[Natural-language object grounding data]
● ● ●

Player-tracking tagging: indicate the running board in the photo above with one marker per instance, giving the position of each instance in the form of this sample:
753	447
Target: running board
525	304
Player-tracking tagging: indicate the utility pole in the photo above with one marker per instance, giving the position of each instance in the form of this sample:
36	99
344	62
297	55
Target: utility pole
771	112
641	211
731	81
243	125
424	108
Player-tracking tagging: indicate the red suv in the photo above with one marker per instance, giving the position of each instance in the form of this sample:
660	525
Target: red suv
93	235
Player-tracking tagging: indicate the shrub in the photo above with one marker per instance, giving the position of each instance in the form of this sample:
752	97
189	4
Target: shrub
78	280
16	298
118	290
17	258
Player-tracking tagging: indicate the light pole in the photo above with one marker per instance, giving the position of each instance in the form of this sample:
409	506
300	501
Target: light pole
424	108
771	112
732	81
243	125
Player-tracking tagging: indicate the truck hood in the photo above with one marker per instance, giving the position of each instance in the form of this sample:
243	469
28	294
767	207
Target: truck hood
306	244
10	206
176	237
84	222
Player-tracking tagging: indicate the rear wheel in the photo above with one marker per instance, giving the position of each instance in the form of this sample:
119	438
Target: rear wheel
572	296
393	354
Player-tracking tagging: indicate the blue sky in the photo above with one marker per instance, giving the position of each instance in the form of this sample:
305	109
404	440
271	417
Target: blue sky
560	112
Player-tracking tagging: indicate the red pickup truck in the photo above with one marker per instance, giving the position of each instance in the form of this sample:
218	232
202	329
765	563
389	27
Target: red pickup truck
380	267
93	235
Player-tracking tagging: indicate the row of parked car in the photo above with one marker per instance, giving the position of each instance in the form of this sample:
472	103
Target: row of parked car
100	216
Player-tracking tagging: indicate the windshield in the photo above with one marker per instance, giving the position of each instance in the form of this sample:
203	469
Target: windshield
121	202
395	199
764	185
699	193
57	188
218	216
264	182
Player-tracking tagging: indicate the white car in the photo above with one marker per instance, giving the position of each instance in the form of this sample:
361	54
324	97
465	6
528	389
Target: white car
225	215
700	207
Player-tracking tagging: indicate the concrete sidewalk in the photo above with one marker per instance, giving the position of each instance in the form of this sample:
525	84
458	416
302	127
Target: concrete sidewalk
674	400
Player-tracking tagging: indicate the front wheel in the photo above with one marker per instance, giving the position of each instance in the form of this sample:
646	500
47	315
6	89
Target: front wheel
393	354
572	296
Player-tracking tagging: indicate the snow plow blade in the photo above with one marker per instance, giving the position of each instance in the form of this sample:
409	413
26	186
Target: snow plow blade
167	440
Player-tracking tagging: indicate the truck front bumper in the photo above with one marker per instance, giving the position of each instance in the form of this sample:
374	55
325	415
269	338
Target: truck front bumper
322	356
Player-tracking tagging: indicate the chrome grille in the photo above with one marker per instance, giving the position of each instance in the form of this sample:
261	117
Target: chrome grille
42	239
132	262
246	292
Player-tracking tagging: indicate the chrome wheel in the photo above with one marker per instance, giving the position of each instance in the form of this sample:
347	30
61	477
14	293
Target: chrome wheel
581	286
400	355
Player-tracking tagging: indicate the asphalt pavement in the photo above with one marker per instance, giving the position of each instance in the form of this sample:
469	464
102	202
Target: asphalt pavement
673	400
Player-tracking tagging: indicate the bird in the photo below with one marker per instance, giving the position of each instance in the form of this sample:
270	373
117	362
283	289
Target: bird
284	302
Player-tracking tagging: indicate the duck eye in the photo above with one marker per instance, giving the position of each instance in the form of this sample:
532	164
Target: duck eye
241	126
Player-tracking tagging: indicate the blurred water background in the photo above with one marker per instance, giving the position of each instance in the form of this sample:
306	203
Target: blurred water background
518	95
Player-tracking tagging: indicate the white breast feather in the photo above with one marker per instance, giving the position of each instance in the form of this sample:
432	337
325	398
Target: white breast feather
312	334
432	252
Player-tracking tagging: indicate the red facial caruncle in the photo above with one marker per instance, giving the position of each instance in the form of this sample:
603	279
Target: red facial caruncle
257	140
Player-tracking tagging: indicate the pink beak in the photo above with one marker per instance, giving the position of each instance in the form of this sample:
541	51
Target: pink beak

● ● ●

Task objective — Check each line of the records for the word "pink", then state how many lines have it, as a number only.

Solution for this task — 2